Copy out the entire listing word for word.

Records provided:
================
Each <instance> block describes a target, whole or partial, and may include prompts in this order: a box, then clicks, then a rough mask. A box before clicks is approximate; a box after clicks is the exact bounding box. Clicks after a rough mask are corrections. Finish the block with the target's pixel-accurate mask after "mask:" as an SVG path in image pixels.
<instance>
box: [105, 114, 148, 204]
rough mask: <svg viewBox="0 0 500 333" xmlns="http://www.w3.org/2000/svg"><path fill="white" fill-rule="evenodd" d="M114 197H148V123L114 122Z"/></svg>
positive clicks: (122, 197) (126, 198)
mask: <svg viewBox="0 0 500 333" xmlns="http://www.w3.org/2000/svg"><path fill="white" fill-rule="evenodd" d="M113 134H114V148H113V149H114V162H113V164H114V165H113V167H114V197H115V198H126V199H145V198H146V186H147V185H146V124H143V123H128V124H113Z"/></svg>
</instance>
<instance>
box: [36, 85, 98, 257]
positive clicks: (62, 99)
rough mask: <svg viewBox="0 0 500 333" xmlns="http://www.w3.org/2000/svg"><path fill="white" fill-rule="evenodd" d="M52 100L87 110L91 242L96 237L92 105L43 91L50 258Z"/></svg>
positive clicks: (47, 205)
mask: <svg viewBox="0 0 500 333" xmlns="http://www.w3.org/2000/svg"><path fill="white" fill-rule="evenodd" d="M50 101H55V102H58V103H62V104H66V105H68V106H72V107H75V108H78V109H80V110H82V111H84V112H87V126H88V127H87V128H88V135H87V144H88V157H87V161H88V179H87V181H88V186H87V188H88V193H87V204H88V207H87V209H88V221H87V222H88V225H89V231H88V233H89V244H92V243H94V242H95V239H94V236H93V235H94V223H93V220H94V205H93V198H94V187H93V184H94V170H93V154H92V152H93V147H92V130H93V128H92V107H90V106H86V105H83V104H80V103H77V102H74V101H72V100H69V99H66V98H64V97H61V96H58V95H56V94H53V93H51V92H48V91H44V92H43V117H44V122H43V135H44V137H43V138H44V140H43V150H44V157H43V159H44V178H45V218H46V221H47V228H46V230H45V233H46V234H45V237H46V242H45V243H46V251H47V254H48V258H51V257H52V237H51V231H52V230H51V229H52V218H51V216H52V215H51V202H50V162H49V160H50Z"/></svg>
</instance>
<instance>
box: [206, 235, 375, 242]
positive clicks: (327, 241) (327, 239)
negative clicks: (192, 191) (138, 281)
================
The completed task:
Each <instance> block describes a target, whole or partial, and may include prompts in this order: a box, then clicks, then a rough mask. A box before clicks is approximate; a box after clicks is the exact bounding box. Clicks after a rough mask are corrections. Finish the block with the target's pixel-accurate mask after "mask:" as an SVG path in image pixels.
<instance>
box: [105, 114, 148, 204]
rough mask: <svg viewBox="0 0 500 333" xmlns="http://www.w3.org/2000/svg"><path fill="white" fill-rule="evenodd" d="M114 197H148V123L114 122Z"/></svg>
positive clicks: (122, 197) (126, 198)
mask: <svg viewBox="0 0 500 333" xmlns="http://www.w3.org/2000/svg"><path fill="white" fill-rule="evenodd" d="M113 134H114V148H113V149H114V162H113V164H114V165H113V167H114V197H115V198H126V199H145V198H146V186H147V185H146V124H143V123H128V124H113Z"/></svg>
</instance>
<instance>
box: [36, 85, 98, 257]
positive clicks: (62, 99)
rough mask: <svg viewBox="0 0 500 333" xmlns="http://www.w3.org/2000/svg"><path fill="white" fill-rule="evenodd" d="M52 100L87 110L91 242L96 237L92 105L43 91L50 258Z"/></svg>
positive clicks: (47, 205)
mask: <svg viewBox="0 0 500 333" xmlns="http://www.w3.org/2000/svg"><path fill="white" fill-rule="evenodd" d="M50 101H55V102H58V103H62V104H66V105H68V106H72V107H75V108H78V109H80V110H82V111H84V112H87V126H88V127H87V128H88V135H87V144H88V157H87V161H88V179H87V181H88V186H87V188H88V193H87V204H88V207H87V209H88V221H87V222H88V225H89V231H88V233H89V244H92V243H94V242H95V239H94V236H93V235H94V223H93V220H94V205H93V198H94V187H93V184H94V170H93V154H92V152H93V147H92V130H93V128H92V107H90V106H86V105H83V104H80V103H77V102H74V101H72V100H69V99H66V98H64V97H61V96H58V95H56V94H53V93H51V92H48V91H44V92H43V117H44V122H43V135H44V137H43V138H44V140H43V150H44V157H43V159H44V178H45V218H46V221H47V228H46V230H45V233H46V234H45V237H46V242H45V243H46V251H47V254H48V258H51V257H52V237H51V231H52V230H51V229H52V218H51V216H52V215H51V202H50V162H49V160H50Z"/></svg>
</instance>
<instance>
box: [206, 235, 375, 242]
positive clicks: (327, 241) (327, 239)
negative clicks: (192, 191) (138, 281)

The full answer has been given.